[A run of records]
--- --- ---

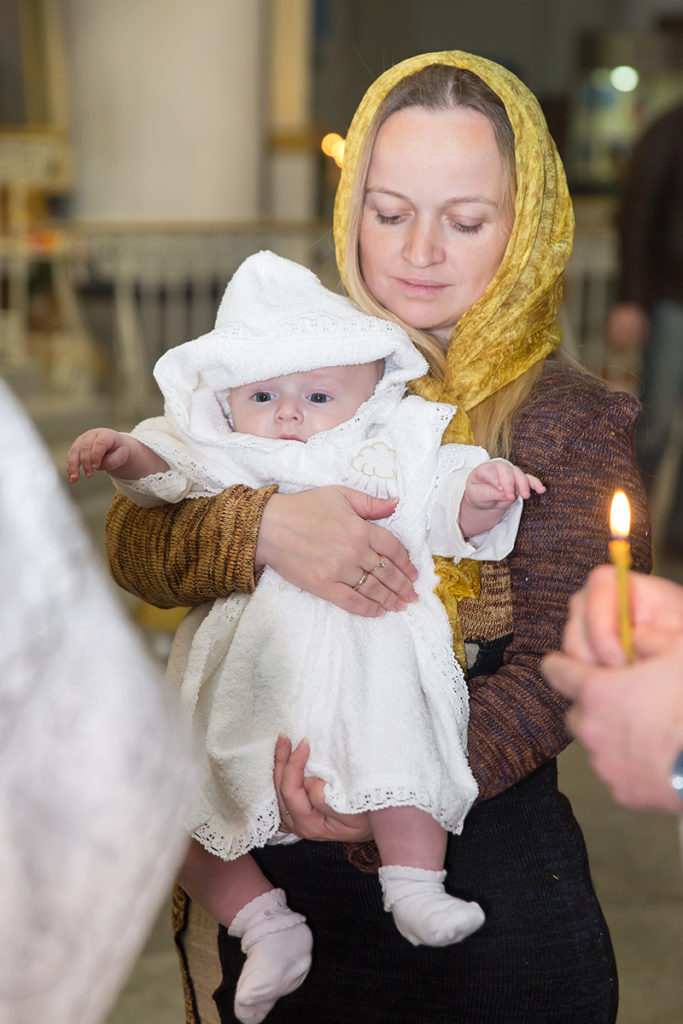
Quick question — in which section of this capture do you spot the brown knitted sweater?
[106,360,650,799]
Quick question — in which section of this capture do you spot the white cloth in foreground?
[118,253,521,859]
[0,382,194,1024]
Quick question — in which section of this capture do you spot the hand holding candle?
[608,490,633,662]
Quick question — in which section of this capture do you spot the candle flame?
[609,490,631,540]
[321,131,344,167]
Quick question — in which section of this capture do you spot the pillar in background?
[267,0,321,220]
[62,0,268,222]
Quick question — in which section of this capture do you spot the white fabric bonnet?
[154,251,428,440]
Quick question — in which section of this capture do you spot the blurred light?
[609,65,639,92]
[321,131,344,167]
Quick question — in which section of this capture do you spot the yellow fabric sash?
[334,50,573,665]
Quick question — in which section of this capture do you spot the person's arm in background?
[543,566,683,814]
[605,113,671,352]
[461,365,650,800]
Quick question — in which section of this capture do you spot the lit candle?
[609,490,633,662]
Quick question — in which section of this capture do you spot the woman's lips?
[396,278,449,295]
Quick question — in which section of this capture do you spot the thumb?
[633,626,681,657]
[345,487,398,519]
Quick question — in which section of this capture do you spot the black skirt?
[214,761,617,1024]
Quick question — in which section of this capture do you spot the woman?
[109,52,649,1024]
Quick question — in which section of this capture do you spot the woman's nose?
[403,220,443,266]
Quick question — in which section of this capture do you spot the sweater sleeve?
[469,364,650,800]
[104,485,278,608]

--- --- ---

EXERCISE
Print exactly the lines above, starting at the line that contains "the woman's lips?" and ending with the last line of the records, both included.

EXERCISE RESPONSE
Quick question — in which section of this capture do you spot the woman's lips?
[396,278,449,295]
Quick question — in which section of this capture do you spot the thumb?
[633,626,681,657]
[345,487,398,519]
Quick question — in which section of this capture do you spot the black skirt?
[214,761,617,1024]
Quick question — in which section of this capture do you spot the woman?
[109,52,649,1024]
Quick question — in which section of this capture do you spot the woman's nose?
[403,220,443,266]
Quick question — in which section of this capture do you spot the sweater sleeve?
[469,364,650,800]
[104,485,278,608]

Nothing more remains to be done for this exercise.